### Material provided

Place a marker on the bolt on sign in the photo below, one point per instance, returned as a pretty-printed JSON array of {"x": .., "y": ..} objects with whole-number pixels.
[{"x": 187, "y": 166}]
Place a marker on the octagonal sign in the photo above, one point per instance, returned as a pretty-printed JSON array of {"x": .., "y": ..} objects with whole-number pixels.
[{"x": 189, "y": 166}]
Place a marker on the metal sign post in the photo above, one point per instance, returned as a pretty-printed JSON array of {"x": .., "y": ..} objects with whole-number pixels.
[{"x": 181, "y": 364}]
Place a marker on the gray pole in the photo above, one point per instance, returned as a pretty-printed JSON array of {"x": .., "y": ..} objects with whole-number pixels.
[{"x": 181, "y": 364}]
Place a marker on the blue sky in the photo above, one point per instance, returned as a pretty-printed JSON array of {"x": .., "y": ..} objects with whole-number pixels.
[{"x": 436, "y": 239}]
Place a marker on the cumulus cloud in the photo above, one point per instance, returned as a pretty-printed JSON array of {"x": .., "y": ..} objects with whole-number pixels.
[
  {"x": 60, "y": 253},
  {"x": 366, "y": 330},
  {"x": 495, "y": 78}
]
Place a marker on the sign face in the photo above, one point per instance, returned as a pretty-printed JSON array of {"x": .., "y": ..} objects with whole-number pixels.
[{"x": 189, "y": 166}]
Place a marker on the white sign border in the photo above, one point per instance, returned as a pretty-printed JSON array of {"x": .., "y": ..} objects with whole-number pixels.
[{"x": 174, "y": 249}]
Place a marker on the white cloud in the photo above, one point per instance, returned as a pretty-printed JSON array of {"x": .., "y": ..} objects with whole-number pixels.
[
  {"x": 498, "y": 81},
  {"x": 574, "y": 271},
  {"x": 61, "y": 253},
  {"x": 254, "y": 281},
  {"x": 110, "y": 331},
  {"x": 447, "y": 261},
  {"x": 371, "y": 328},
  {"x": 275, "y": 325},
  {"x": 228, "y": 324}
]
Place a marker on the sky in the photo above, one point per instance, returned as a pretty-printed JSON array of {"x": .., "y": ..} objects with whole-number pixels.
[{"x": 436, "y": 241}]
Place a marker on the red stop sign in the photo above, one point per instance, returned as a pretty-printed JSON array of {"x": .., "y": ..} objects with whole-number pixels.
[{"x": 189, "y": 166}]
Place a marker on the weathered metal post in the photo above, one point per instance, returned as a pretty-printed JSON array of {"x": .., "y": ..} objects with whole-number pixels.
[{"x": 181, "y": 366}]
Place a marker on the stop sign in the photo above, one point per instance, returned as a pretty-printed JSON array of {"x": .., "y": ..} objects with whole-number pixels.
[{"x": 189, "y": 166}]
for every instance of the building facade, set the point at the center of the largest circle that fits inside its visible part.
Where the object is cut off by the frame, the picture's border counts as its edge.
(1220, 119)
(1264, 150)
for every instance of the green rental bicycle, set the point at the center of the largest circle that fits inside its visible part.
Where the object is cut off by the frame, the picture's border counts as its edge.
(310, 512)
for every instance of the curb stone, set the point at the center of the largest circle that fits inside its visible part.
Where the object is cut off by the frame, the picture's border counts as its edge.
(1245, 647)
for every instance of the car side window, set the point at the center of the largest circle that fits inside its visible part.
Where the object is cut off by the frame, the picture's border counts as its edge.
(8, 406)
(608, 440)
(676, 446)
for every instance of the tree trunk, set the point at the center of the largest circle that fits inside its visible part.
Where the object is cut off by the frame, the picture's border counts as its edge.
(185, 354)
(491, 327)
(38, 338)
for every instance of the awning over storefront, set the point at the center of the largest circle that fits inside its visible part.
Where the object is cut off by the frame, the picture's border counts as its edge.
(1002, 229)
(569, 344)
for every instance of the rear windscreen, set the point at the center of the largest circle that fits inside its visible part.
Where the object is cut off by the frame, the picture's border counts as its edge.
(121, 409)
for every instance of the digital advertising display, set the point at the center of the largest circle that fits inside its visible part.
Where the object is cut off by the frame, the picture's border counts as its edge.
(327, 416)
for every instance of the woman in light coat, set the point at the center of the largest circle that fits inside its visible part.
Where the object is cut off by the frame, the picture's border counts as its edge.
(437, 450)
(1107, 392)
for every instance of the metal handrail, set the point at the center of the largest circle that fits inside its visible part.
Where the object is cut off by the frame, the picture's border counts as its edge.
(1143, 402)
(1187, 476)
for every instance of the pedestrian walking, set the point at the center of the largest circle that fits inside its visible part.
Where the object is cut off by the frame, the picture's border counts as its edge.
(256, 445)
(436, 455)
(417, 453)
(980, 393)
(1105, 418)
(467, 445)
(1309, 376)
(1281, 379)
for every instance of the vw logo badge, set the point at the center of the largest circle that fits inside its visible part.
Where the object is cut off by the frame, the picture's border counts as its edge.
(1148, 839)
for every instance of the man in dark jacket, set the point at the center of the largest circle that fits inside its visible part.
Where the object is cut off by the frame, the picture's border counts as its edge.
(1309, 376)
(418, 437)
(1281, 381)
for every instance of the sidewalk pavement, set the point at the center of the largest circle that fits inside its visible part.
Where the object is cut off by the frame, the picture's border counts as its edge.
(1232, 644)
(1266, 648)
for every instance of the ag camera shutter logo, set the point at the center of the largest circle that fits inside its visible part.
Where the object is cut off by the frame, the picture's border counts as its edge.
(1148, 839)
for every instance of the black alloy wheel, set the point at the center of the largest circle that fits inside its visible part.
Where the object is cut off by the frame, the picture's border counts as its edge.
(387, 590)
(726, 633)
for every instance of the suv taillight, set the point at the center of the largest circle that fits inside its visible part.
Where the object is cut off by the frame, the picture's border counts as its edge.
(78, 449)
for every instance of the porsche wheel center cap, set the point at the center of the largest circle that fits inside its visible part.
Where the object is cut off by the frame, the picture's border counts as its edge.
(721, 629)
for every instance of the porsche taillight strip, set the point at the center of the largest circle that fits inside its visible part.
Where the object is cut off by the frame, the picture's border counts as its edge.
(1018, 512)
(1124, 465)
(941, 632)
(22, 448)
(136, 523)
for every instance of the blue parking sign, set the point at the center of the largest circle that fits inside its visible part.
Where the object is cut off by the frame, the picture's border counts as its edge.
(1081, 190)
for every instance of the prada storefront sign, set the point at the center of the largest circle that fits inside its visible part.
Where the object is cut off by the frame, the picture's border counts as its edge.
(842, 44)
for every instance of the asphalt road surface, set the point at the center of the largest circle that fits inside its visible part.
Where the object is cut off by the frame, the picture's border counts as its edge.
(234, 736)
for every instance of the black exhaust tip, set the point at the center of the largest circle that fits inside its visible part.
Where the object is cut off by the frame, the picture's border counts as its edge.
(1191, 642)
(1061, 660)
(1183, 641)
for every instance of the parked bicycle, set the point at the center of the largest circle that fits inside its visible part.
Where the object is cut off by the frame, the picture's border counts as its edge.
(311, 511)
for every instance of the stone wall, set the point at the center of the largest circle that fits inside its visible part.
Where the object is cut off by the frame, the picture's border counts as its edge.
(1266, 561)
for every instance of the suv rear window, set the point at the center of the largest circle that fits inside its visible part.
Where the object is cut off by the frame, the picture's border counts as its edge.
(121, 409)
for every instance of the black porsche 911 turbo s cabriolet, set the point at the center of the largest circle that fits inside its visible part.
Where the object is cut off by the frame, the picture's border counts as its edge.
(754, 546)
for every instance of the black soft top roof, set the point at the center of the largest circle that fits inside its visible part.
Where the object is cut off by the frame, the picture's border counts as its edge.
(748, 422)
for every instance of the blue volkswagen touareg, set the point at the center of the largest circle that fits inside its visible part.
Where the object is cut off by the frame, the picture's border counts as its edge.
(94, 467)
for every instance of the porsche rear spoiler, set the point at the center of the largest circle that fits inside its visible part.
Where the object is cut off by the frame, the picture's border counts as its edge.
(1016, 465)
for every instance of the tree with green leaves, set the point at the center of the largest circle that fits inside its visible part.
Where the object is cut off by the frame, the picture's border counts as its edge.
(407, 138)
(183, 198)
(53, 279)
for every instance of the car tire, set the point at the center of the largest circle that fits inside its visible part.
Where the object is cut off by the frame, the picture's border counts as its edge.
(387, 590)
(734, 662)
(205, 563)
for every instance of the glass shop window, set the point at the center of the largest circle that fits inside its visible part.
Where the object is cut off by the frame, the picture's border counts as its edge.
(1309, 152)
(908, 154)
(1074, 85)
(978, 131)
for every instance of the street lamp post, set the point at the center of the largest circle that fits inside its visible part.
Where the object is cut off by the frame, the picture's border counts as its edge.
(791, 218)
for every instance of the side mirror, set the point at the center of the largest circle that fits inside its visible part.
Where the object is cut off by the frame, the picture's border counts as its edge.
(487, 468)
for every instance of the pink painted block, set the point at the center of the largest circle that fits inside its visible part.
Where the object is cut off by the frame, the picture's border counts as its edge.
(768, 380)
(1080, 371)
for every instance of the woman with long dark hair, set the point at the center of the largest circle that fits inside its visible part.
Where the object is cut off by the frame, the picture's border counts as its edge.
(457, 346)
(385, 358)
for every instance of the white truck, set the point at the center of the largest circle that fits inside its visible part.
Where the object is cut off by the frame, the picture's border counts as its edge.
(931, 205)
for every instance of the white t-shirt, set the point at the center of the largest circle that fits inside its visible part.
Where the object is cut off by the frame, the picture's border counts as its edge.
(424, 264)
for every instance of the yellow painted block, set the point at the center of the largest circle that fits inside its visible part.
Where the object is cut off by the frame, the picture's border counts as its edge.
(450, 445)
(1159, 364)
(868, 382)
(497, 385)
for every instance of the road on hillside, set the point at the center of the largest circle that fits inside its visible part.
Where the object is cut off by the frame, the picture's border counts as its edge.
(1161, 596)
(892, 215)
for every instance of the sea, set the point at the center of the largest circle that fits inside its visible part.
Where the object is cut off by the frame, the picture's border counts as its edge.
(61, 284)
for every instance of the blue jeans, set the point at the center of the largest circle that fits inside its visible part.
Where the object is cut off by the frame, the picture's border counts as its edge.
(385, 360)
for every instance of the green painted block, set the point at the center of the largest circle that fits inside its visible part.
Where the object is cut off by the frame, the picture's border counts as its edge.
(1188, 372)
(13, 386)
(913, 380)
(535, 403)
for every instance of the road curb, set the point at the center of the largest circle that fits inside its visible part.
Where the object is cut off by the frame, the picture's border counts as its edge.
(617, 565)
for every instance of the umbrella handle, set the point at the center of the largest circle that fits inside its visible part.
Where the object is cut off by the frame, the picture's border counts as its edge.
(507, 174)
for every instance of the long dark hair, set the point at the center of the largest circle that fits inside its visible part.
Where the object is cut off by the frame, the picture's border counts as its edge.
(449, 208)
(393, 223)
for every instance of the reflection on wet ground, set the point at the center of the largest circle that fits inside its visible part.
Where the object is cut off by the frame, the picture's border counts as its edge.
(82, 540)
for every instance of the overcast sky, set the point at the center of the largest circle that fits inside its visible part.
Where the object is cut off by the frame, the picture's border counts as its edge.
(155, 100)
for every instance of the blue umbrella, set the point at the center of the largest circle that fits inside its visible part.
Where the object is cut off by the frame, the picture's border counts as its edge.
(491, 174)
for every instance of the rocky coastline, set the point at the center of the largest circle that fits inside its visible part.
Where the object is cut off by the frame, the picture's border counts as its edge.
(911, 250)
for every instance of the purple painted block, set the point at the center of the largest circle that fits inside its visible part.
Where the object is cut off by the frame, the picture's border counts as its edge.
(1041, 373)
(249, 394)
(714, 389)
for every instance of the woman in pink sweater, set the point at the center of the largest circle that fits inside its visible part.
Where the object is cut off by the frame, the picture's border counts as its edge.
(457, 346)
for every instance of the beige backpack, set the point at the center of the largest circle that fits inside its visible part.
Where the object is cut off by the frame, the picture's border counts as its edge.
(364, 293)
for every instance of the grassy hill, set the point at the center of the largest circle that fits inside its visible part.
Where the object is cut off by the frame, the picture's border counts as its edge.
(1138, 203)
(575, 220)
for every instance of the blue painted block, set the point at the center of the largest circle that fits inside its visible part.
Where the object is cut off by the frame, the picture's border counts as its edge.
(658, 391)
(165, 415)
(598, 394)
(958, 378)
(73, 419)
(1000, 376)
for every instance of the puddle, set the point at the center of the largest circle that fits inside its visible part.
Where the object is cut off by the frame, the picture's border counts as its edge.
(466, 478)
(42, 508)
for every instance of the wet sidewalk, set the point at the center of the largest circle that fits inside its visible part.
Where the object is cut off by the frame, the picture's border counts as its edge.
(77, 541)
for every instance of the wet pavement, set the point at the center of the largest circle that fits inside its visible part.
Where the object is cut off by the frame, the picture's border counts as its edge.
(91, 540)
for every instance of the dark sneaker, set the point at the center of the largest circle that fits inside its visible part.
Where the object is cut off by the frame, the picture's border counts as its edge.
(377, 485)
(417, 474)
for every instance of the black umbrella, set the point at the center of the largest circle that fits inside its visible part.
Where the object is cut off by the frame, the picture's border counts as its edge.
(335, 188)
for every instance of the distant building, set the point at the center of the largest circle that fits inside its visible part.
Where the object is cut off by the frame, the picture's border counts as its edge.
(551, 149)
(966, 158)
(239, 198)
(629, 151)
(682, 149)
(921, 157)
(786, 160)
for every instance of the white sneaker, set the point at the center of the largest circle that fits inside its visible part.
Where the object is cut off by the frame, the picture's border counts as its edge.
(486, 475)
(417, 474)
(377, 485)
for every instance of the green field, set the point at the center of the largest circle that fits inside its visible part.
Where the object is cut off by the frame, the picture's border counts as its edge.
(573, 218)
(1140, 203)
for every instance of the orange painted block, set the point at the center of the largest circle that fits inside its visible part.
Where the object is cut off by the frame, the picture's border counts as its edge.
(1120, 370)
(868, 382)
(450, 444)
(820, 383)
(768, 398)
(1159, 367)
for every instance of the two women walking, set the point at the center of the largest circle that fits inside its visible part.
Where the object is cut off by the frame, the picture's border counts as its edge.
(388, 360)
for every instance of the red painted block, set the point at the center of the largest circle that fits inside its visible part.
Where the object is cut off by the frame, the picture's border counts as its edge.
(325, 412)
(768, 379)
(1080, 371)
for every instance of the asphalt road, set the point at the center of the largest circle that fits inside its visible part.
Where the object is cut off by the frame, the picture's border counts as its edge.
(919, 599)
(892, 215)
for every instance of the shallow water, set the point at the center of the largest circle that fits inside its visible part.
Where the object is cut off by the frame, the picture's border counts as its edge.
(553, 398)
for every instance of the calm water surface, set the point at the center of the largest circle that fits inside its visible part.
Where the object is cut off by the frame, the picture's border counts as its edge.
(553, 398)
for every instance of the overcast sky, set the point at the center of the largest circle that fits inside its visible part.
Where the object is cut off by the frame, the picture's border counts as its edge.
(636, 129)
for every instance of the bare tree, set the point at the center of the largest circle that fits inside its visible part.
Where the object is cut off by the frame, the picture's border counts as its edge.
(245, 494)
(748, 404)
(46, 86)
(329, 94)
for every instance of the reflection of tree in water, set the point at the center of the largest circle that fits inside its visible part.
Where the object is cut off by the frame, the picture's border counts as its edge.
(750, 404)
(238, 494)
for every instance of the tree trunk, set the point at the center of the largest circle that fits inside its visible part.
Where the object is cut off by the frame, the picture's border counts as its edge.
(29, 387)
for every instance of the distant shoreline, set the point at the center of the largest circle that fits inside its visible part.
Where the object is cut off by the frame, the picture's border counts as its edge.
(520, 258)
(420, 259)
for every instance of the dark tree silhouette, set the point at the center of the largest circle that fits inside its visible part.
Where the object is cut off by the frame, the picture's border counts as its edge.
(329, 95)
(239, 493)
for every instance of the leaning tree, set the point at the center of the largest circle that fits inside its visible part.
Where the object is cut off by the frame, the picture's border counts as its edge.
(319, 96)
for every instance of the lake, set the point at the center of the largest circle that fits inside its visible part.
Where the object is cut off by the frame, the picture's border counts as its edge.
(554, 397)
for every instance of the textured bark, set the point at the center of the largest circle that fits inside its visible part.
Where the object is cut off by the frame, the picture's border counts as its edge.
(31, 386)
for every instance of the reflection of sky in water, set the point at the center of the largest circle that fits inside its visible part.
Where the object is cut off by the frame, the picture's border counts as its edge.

### Exercise
Write out again, unchanged, every line from the line containing "for every instance of the reflection of tree" to the final line of the material above.

### Completed task
for every instance of the reflection of tree in water, set the point at the center of the largest circle that fits inside its visible part.
Where the object is cut off by the frame, the picture's border counts as its edge.
(750, 404)
(238, 494)
for every instance of the tree trunk, set the point at the center of the largest circle that fits inside its visible part.
Where the object is cut off by the frame, the picture's border counts as its edge.
(29, 387)
for every instance of the distant shoreline, set the point at the center of the largest circle that fits inside its visible part.
Where the object is cut off by the frame, the picture's border counts as its edge.
(520, 258)
(420, 259)
for every instance of the dark tree silhouette, set the point at the center of the largest circle that fits inside its visible part.
Where the object is cut off by the frame, the picture's border counts as its edge.
(329, 95)
(239, 493)
for every instance of the leaning tree, set the point at the center of the largest circle that fits inside its visible part.
Where the object is cut off by the frame, the picture's border counts as its edge.
(319, 96)
for every instance of the lake, set the point at the center of the largest circle that fits inside its visible part.
Where the object is cut off by the frame, the picture's border counts as its edge.
(554, 397)
for every instance of the textured bark, set the point at the center of the largest circle that fits inside its visible part.
Where the object is cut off by the frame, the picture's border counts as its edge.
(31, 386)
for every instance of the reflection of sky in water, set the point at the center of the largest circle that fits inside its visible part.
Where the object is cut off by the frame, the picture's border counts as its edge.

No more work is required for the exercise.